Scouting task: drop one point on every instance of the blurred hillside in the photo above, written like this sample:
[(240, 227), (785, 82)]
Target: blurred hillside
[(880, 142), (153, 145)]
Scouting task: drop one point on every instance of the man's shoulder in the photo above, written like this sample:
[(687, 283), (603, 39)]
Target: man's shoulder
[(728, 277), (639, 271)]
******
Write out again the rows, starting at the line that contains "Scouting task: drop one point on every instance of the man's" and ending at the last row above, with both ends included.

Scouting task: drop one point on every instance of the man's shoulder in the photo above, written like this sample:
[(687, 283), (603, 39)]
Target: man's shoulder
[(728, 277), (639, 271)]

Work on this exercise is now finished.